▸ **Exercise tasks**
**1)** In the review of The Deep End, who plays the managing partner called "the Prince of Darkness"?
**2)** Pick up the review of The Deep End after its final sentence and keep writing it in the same voice.

Television

Nice Teeth

The Deep End is a shiny take on life at a white-shoe law firm.

The Deep End

Clothes make the man and the woman and even the put-upon mice running mazes at a big scary law firm on The Deep End (ABC, Thursdays at 8 p.m. ET), a show so thoroughly formulaic that you can learn all there is to know about its characters solely from sartorial (and tonsorial) cues.

Playing a heartless managing partner known to underlings as “the Prince of Darkness,” Billy Zane, balder than Dr. Evil, wears a flat-fold pocket square with a crease sharp enough to slit an opposing counsel’s throat. His wife (Nicole Ari Parker), who is also the head of the litigation department, wears skirts so tight they would make Amanda Woodward blush, and thus does the wardrobe signal that she’s a hard-ass. As a delightfully skeevy associate named Rowdy, stage actor Norbert Leo Butz sports a Full Windsor bespeaking fulsome pomposity and a bespoke suit that could swagger on its hanger all by itself.

▸ **Data to examine**

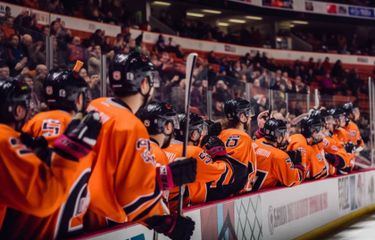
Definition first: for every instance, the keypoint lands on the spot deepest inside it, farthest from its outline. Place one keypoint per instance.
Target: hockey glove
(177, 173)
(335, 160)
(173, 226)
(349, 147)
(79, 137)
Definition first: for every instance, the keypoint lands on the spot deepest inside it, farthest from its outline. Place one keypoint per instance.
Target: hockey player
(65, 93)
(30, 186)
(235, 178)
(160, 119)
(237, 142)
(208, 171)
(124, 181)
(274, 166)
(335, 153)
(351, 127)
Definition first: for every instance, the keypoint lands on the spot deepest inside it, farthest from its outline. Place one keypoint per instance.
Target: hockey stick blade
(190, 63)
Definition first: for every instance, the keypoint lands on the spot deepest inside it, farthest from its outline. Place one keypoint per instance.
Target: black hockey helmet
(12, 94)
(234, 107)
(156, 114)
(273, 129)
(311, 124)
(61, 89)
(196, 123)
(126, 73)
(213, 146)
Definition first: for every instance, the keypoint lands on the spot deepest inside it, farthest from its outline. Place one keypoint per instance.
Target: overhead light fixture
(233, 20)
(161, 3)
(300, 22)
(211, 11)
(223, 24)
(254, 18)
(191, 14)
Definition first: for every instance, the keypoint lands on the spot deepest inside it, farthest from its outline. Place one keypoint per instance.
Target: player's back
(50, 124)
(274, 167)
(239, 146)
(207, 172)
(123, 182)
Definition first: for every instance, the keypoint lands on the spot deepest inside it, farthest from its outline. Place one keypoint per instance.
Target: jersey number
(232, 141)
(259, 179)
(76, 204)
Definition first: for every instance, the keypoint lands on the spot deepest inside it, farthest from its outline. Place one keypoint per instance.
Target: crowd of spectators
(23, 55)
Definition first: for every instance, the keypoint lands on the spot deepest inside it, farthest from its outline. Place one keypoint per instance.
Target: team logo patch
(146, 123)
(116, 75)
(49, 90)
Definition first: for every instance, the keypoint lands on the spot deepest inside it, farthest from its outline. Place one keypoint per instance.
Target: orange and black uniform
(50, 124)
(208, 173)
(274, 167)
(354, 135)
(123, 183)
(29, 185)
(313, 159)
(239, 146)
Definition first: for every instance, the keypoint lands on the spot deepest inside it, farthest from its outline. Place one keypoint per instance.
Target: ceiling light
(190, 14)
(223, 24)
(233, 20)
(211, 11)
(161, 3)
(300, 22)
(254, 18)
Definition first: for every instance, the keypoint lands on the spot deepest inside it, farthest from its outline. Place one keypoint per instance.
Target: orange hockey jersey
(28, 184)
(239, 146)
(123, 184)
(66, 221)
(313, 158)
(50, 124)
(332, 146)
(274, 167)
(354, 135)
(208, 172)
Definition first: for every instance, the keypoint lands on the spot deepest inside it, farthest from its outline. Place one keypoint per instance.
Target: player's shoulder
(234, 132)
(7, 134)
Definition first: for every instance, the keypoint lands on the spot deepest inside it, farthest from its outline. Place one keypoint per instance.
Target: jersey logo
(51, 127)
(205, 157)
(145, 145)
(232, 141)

==

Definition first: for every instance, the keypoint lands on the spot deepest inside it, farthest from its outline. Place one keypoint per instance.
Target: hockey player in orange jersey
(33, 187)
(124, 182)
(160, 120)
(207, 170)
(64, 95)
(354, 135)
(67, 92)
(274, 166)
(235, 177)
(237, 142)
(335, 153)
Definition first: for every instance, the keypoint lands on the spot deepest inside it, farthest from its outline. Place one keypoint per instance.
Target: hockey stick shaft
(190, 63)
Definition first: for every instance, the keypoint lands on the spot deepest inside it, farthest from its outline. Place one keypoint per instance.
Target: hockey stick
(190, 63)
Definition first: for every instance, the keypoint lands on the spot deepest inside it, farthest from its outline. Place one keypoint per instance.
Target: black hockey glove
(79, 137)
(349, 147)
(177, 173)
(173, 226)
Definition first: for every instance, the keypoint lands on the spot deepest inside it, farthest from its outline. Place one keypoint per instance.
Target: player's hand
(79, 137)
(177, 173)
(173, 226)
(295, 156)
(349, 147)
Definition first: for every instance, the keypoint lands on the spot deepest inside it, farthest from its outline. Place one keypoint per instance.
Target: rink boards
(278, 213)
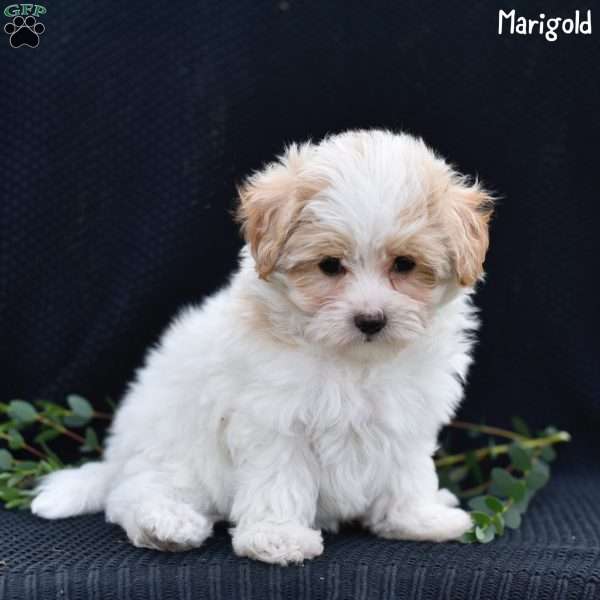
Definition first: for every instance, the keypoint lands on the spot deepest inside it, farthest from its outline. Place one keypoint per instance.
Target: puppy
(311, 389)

* * *

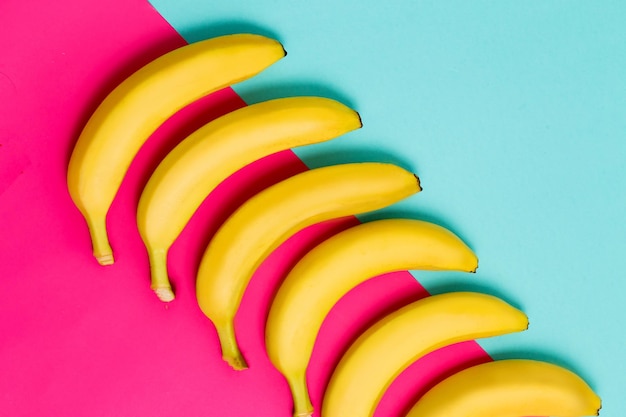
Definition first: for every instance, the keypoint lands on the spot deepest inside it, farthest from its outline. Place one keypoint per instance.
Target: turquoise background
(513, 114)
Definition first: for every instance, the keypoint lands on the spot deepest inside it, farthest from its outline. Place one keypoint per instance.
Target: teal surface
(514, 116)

▸ **Outputs by task**
**1)** Billy Zane

**2)**
Then we have the four first-year associates, whose anxieties motor the pilot episode. We know that Liam (Ben Lawson)—an Australian with an Oxbridge education—is the resident rake because he is introduced with his pants around his ankles, in flagrante delicto cum secretariam. The terminally boyish sincerity and Ivy League scholarship diligence of hero Dylan (Matt Long) are evident from the fact that he’s the only guy on-screen wearing a button-down collar.

And the women? Both the meek Midwestern brunette (Tina Majorino) and the assured hot blond chick who is secretly vulnerable beneath her hot blond assuredness (Leah Pipes) go in for blouses with very short sleeves—as do both the paralegal with the pre-Raphaelite red hair and the secretary helping Liam with his briefs. Just as most every chickadee on a daytime soap opera most always wears a tank top, the young women of The Deep End show off their deltoids in cap sleeves and flutter sleeves and enough darling little gathered sleeves to fill Zooey Deschanel’s walk-in closet. Cute.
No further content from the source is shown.